I was in Chile days before the recent earthquake, and it was hard not to fall in love with the place. The long, thin sliver of land that perches on the edge of South America is dominated by the Andes Mountains to the east and the Pacific Ocean to the west. Friends I met before I left asked, "Why Chile?" They’d heard of General Pinochet, Chilean wine, and the recent economic upswing. They’d also read Isabelle Allende’s novels and Pablo Neruda’s poetry. But nothing more.
A land of natural beauty
Chile lies in an unsung, unknown paradise. The Atacama desert in the north, with its salt flats, sculptural mountains and valleys; the rolling wine country around the Capital Santiago in the middle; the lake district, replete with freshwater lagoons and snow capped peaks; and the protected forests of Park Pumalin in Patagonia and further south, Torres Del Paine, an exceptionally beautiful National Park. The pampas or the grasslands where gauchos herd their cattle give way to Chile’s tail end.
While there, I came across business folks dealing in copper and lithium, salmon and fruits; astronomers who were studying the clearest skies in the driest desert; geologists and biologists who were there to study the land formations and biodiversity. I was there to enjoy the topography, and after spending a day in Valparaiso, a crumbling port-city, and another day in Santiago, that’s becoming more vibrant by the day, I set off to see two very contrasting landscapes wet, lush, Torres del Paine National Park in the south and the dry, threadbare Atacama desert in the north.
Though there are plenty of good lodges in both these places and hundreds of backpacking folks find the camping facilities excellent, the Explora lodges in both these areas are exceptional. Their lodges are well-located, the guides are knowledgeable and enthusiastic, and they are keen on educating visitors and showcasing Chile’s environment via night lectures and slide shows.

Given data:
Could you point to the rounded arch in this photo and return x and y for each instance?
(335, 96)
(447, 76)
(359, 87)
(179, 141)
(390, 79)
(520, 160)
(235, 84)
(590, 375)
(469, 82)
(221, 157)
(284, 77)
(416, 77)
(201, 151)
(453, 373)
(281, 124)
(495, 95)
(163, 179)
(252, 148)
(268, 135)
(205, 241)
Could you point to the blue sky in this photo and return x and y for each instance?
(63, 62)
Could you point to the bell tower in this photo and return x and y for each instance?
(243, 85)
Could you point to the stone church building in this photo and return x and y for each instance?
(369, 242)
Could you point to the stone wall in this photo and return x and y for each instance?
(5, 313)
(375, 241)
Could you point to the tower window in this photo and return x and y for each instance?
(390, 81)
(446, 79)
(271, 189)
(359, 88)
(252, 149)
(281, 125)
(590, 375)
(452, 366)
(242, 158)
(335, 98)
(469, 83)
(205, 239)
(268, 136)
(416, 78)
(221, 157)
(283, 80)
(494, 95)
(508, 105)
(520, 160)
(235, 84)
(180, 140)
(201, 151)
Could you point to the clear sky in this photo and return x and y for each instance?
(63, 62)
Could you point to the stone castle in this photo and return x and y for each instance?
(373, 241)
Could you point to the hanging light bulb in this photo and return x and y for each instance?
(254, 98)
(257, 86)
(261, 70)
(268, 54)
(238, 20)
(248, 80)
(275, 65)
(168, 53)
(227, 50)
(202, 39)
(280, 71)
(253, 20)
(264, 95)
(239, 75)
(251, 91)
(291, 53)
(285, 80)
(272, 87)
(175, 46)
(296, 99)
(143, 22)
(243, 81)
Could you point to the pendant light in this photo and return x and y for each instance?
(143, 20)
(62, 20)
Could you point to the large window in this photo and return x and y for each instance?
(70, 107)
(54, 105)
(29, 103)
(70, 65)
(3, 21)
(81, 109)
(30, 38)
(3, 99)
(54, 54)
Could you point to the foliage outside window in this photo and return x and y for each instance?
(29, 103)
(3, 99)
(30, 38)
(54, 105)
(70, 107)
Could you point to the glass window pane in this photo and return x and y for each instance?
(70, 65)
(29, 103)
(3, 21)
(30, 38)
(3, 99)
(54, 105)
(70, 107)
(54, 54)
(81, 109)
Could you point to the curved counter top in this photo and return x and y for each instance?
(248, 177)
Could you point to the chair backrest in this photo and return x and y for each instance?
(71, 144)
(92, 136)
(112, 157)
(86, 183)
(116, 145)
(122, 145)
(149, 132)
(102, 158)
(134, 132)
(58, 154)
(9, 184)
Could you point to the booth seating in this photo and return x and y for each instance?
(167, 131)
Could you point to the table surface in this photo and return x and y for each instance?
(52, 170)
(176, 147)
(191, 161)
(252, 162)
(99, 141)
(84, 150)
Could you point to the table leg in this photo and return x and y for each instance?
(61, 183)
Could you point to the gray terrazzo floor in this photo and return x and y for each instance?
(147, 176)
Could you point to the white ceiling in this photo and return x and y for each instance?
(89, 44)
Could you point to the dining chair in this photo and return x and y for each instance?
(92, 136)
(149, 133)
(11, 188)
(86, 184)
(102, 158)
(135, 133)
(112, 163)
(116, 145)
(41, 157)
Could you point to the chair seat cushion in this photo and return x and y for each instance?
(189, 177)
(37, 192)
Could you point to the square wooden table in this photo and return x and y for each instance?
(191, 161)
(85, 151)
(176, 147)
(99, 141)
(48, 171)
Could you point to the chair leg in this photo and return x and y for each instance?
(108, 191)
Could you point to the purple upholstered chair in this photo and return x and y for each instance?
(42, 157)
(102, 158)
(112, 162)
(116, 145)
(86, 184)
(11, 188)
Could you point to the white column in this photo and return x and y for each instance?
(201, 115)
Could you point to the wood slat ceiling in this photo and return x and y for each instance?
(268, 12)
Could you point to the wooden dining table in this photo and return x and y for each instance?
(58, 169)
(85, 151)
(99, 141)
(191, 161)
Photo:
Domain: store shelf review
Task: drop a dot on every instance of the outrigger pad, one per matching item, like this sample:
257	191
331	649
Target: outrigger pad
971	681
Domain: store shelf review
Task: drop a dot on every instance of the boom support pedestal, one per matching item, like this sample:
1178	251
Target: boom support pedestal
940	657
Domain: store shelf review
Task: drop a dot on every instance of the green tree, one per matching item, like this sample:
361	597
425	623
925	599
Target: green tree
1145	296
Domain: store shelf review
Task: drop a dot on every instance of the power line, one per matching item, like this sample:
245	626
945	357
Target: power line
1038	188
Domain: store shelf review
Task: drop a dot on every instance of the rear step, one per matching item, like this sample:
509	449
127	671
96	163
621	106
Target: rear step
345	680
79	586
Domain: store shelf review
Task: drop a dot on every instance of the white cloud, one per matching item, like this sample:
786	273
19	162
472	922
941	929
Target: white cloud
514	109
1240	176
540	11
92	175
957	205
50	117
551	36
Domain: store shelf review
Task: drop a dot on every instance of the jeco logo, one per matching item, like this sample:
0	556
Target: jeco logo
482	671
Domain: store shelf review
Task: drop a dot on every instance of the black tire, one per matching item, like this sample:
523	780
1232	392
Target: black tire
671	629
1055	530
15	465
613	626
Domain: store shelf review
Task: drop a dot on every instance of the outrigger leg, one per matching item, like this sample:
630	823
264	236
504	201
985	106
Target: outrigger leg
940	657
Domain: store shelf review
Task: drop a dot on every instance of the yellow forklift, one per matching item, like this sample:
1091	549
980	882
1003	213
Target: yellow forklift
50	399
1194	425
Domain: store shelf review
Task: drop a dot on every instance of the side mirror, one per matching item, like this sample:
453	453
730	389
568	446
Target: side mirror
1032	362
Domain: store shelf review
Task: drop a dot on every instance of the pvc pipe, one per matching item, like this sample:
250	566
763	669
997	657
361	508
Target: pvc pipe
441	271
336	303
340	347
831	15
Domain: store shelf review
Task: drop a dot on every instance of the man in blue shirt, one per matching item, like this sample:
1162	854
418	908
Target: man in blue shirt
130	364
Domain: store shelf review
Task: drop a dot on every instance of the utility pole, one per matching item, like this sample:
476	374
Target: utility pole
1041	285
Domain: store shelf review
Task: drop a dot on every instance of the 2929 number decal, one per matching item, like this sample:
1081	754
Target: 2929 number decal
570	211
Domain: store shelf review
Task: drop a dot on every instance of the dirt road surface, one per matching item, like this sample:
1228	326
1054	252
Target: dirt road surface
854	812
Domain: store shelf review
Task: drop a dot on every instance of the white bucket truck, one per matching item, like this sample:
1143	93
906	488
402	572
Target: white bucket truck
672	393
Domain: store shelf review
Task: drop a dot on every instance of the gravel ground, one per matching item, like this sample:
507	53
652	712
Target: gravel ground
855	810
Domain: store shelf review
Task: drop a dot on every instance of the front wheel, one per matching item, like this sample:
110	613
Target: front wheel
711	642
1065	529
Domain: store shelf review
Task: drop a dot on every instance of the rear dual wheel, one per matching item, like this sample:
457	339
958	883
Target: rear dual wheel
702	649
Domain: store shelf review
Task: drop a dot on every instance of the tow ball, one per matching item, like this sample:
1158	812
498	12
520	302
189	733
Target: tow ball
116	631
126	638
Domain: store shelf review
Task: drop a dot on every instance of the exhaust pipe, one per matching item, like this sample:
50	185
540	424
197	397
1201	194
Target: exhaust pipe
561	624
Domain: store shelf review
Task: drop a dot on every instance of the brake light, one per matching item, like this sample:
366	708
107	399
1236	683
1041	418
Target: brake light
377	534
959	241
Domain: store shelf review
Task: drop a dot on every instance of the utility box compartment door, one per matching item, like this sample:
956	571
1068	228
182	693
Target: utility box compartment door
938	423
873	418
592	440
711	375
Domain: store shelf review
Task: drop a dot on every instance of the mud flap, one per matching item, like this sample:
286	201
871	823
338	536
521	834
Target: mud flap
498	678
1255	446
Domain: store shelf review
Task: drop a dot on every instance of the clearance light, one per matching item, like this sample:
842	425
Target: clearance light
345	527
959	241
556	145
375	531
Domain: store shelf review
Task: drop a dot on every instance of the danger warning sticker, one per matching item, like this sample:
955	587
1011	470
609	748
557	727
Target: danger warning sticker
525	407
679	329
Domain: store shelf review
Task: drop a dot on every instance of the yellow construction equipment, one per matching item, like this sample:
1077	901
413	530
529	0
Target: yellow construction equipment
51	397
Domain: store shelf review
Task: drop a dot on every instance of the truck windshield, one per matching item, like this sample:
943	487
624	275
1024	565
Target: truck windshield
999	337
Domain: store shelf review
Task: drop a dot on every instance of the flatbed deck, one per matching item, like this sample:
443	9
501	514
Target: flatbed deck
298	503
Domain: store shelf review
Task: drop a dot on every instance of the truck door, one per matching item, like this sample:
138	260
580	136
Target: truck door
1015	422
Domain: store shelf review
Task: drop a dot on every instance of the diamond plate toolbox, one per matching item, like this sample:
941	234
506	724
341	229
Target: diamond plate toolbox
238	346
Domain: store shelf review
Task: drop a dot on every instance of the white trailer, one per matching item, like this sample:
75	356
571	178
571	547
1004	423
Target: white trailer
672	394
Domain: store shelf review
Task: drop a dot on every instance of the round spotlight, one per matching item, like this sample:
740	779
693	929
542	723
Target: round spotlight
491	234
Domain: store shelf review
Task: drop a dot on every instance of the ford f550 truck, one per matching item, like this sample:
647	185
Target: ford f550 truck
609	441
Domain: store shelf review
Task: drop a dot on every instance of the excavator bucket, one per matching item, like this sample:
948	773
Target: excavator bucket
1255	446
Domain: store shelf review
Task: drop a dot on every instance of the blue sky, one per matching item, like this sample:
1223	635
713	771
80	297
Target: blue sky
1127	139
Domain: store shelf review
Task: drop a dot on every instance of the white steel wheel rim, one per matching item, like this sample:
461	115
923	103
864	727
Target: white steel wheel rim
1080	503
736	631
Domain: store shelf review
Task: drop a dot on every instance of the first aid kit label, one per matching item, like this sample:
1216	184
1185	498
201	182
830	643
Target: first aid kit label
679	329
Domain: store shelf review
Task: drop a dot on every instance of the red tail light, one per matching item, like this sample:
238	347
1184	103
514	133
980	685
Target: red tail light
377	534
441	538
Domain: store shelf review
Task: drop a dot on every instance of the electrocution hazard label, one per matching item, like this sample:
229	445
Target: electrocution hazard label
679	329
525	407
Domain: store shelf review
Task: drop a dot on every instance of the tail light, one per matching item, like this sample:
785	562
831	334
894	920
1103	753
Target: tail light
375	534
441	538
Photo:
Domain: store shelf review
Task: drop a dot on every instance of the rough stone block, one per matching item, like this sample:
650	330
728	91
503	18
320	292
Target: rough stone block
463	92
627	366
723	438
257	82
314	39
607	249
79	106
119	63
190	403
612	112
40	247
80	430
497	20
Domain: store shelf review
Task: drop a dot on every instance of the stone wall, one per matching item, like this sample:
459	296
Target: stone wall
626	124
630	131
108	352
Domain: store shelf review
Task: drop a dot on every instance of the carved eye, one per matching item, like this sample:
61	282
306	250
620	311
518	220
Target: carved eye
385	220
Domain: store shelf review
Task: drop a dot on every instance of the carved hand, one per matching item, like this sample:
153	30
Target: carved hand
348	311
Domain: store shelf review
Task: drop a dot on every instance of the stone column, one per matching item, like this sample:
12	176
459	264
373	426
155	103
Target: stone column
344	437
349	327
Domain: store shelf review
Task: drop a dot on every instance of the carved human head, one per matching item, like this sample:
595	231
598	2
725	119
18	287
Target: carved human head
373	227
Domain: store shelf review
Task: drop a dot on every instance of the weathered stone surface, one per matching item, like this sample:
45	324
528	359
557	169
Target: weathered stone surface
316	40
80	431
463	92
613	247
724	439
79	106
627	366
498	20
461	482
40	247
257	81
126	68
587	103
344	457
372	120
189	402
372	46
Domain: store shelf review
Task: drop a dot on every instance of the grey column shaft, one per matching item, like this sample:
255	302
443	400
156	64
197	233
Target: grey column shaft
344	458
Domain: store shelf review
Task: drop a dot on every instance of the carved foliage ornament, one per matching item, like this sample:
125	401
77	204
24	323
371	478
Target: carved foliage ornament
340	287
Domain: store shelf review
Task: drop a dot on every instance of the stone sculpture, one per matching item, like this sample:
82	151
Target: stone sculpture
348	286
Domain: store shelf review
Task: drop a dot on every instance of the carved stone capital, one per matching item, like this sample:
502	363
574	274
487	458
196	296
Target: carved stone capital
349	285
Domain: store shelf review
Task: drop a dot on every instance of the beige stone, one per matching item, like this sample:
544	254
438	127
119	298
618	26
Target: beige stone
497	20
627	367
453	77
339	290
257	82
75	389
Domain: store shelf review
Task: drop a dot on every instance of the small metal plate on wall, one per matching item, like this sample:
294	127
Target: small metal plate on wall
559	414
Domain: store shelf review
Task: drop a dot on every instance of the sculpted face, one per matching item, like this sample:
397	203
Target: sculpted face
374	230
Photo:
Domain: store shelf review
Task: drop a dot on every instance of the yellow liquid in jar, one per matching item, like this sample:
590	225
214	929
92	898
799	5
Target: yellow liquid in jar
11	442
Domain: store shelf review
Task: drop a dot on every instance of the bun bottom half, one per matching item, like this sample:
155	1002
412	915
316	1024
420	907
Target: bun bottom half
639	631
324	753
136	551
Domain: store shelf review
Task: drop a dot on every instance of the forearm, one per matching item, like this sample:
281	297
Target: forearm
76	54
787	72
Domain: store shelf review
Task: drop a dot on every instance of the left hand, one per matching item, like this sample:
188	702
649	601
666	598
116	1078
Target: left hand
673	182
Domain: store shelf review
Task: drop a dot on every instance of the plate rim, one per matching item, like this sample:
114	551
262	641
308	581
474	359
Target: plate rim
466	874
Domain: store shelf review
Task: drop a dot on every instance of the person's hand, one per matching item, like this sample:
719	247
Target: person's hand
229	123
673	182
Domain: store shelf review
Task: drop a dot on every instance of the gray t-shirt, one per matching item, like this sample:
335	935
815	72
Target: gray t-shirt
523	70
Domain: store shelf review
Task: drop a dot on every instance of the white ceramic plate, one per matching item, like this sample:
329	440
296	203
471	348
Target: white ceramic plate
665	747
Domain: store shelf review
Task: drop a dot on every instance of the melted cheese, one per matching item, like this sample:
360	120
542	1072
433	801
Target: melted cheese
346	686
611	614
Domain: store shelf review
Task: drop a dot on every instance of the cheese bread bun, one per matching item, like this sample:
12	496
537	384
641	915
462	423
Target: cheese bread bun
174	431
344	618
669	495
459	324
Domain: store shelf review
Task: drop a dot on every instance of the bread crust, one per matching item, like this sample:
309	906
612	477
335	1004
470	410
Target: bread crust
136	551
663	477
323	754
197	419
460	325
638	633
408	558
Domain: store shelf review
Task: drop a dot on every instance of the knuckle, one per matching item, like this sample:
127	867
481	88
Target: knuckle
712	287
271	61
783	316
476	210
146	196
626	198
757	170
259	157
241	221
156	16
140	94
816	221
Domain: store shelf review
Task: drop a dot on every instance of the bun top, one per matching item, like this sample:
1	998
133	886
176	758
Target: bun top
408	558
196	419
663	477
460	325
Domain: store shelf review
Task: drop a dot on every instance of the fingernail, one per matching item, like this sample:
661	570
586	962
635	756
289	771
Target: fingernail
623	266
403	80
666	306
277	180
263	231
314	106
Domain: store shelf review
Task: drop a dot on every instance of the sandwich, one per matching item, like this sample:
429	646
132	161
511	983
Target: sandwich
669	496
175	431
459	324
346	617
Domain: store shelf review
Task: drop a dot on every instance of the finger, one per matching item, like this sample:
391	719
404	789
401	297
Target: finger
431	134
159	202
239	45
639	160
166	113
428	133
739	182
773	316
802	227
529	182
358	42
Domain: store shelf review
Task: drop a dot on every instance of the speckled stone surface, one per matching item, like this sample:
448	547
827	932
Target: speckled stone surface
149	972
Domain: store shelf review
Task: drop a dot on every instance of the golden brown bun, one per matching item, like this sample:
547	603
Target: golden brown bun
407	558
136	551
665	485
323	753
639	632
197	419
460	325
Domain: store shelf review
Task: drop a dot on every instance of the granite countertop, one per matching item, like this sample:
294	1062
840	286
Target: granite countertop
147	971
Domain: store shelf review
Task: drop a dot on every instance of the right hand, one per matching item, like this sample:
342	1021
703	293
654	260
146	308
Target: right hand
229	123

Task brief:
Render into Spanish the following sentence from the travel piece on Chile: "Their lodges are well-located, the guides are knowledgeable and enthusiastic, and they are keen on educating visitors and showcasing Chile’s environment via night lectures and slide shows."

Written answer:
Sus albergues están bien ubicados, los guías son entendidos y entusiastas, y tienen mucho interés en educar a los visitantes y en mostrar el medio ambiente de Chile mediante charlas nocturnas y proyecciones de diapositivas.